* Alıntı *
>>>

Esrarengiz olaylar serimizin bu haftaki konusunda sizleri Avustralya’nın en büyük gizemlerinden birine götürüyorum. 1948 yılında Somerton Sahili’nde bulunan ve kimliği hiçbir şekilde bulunamayan bir adamın cebinden Ömer Hayyam’ın Rubaiyat kitabından bir sayfa bulunuyor ve bu kitapa 73 yıldır çözülemeyen şifreler bulunuyor.
Tamam Shud olarak adlandırılan bu esrarengiz olay sadece Avustralya’da değil, tüm dünyada ses getiriyor. Adamın kim olduğu, nereden ve neden Avustralya’ya geldiği çözülemiyor, adli tıp doktorları Somerton’daki Adam olarak da nitelendirilen bu adamın nasıl öldürüldüğünü anlayamıyor.
Takvimler 1 Aralık 1948’i gösteriyor
Sabah saat 6.30 sularında, Güney Avustralya’nın Somerton Sahili’nde orta yaşlardaki bir adamın cesedi bulunuyor. Yaz ayının hakim olduğu Aralık ayında adamın kalın kıyafetler giymesi ve şapka takmaması, (o dönemde takım elbise giyen herkesin şapka takması beklenirdi) polisi bir hayli şaşırtıyor ve adamın ceplerini arayan, kim olduğunu tespit etmeye çalışan polisler ne bir kimlik kartı ne de pasaport bulabiliyor.
40’lı yaşlarında olduğu düşünülen adam, cesedinin incelenmesi üzerine adli tıbba gönderiliyor. İlk önce giysiler üzerinde araştırmaya koyulan yetkililer, etiketlerin tamamen sökülmüş olduğunu görüyor. Adamın parmak izleri ve diş taramaları karşılaştırılıyor, hiçbir sonuç alınamıyor.
Adli tıptan çıkan sonuçlar;
Somerton Adamı'nın parmak izleri
Son derece şık bir giyime sahip Somerton Adamı için adli tıp doktoru şunları raporluyor; “Sağlıklı, tırnakları yeni kesilmiş ve saçları da yeni traş edilmiş. Topuklarında herhangi bir sertleşme olmadığı için sürekli yürüyen birisi değil, genellikle taşıt kullanıyor. Bacakları normal bir insana göre daha kaslı, ayak parmakları da son derece uyumlu ve lüks bir ayakkabı giydiği için ezilmemiş.”
Doktorun analizden hemen sonra ilk yöneldiği şey, kimliği tespit edilemeyen adamın ölüm nedenini bulmak. İlk önce kafatası inceleniyor ve bu bölgede herhangi bir darbeye rastlanmıyor. Doktor, iç organlara doğru ilerledikçe çarpıcı detaylarla karşılaşıyor.

<<<

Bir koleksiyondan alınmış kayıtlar
>>>

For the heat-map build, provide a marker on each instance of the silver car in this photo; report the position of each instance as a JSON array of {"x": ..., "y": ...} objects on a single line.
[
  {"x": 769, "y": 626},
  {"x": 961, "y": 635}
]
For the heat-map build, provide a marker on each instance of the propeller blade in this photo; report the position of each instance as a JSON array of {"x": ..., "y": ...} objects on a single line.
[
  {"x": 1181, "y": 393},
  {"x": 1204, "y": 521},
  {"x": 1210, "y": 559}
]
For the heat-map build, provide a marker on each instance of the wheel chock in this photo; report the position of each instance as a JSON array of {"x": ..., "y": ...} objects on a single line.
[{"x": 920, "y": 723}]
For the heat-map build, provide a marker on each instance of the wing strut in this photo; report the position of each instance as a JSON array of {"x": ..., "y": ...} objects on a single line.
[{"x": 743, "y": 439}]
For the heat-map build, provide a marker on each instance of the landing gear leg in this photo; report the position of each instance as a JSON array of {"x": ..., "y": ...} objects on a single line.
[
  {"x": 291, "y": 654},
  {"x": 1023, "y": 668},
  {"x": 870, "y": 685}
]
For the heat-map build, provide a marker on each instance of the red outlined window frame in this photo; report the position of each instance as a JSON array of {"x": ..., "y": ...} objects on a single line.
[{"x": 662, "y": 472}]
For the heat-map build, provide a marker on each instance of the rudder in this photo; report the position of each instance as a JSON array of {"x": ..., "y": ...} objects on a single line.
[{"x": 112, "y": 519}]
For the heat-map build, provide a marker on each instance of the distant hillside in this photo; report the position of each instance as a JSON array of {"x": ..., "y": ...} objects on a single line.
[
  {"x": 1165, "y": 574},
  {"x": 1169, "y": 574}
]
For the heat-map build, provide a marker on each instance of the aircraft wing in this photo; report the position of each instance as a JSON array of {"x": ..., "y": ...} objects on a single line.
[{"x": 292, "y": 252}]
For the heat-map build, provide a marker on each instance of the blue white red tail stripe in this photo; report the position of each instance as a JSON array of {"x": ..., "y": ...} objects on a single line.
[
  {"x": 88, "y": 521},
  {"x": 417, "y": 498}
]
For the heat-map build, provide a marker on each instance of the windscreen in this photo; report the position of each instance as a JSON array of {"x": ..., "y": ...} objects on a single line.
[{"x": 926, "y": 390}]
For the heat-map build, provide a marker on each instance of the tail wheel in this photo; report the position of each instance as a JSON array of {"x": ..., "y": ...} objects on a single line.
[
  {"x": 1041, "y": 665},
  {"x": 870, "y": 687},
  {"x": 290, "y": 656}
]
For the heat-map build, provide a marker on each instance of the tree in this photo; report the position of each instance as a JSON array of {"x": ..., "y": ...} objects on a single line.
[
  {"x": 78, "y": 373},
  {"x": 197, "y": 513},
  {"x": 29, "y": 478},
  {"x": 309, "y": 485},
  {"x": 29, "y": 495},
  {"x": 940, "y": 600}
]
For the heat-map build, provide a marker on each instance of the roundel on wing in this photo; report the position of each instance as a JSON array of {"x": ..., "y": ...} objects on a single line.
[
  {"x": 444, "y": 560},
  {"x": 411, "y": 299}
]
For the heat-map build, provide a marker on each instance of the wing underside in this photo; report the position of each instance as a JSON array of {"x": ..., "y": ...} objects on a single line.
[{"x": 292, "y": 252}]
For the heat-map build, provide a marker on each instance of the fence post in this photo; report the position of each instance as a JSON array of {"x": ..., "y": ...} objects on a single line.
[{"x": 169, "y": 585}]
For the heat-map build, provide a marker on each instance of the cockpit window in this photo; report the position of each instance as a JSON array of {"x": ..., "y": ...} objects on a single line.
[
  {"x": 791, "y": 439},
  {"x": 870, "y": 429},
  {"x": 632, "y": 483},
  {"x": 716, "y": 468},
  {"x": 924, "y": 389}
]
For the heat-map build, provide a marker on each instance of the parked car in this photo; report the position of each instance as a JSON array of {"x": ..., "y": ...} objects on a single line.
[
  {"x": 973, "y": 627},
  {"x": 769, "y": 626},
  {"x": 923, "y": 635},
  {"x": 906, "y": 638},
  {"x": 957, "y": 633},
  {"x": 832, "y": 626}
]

<<<

* Yapılacaklar *
a) Kayıtlarda "of the parked" ifadesinin geçtiği satırdan kayıtların sonuna kadar olan satırları hiç değiştirmeden tekrar yaz.
b) Somerton Adamı’yla ilgili yazıyı kaldığı yerden sürdür.

* Alıştırma Cevapları *
a)
For the heat-map build, provide a marker on each instance of the parked car in this photo; report the position of each instance as a JSON array of {"x": ..., "y": ...} objects on a single line.
[
  {"x": 973, "y": 627},
  {"x": 769, "y": 626},
  {"x": 923, "y": 635},
  {"x": 906, "y": 638},
  {"x": 957, "y": 633},
  {"x": 832, "y": 626}
]

b)
İlk dikkat çeken şeylerden birisi, dalağın anormal bir şekilde büyük olması. Doktor, adli tıp raporunda dalağın normaline göre tam 3 kat daha büyük olduğunu belirtiyor. Adamın kalbine giden tüm damarlar ve ciğerleri tamamen tıkanmış, bağırsağında da kan ortaya çıkıyor. Ciğerlerin tıkanması ve bağırsakta görülen kan yüzünden doktor, Somerton Adamı’nın zehirlenmeden dolayı ölebileceğini düşünüyor.
Vücutta zehir bulabilmek için ilk önce midesine bakıyor ve adamın son yemeğinin etli börek olduğu tespit ediliyor. Etli böreği inceleyen yetkililer herhangi bir zehir kalıntısına rastlamıyor. Onlarca test yapılıyor, adamın her uzvu teker teker inceleniyor, doktor zehirlenmeden emin gibi gözükse de zehirlenme sonucu ortaya çıkan kusma ve kasılma belirtileri olmadığı için yetkililer, adli tıptan eli boş bir şekilde dönüyor.
Adamın Amerika’dan geldiği düşünülüyor
Somerton Adamı'nın valizinden çıkan eşyalar
Cesedin bulunmasından tam 45 gün sonra Somerton Sahili’ne yakın Adelaide tren istasyonunda sahipsiz bir çanta bulunuyor. Çantanın Somerton Adamı’na ait olabileceğini düşünen polisler çantaya el koyuyor.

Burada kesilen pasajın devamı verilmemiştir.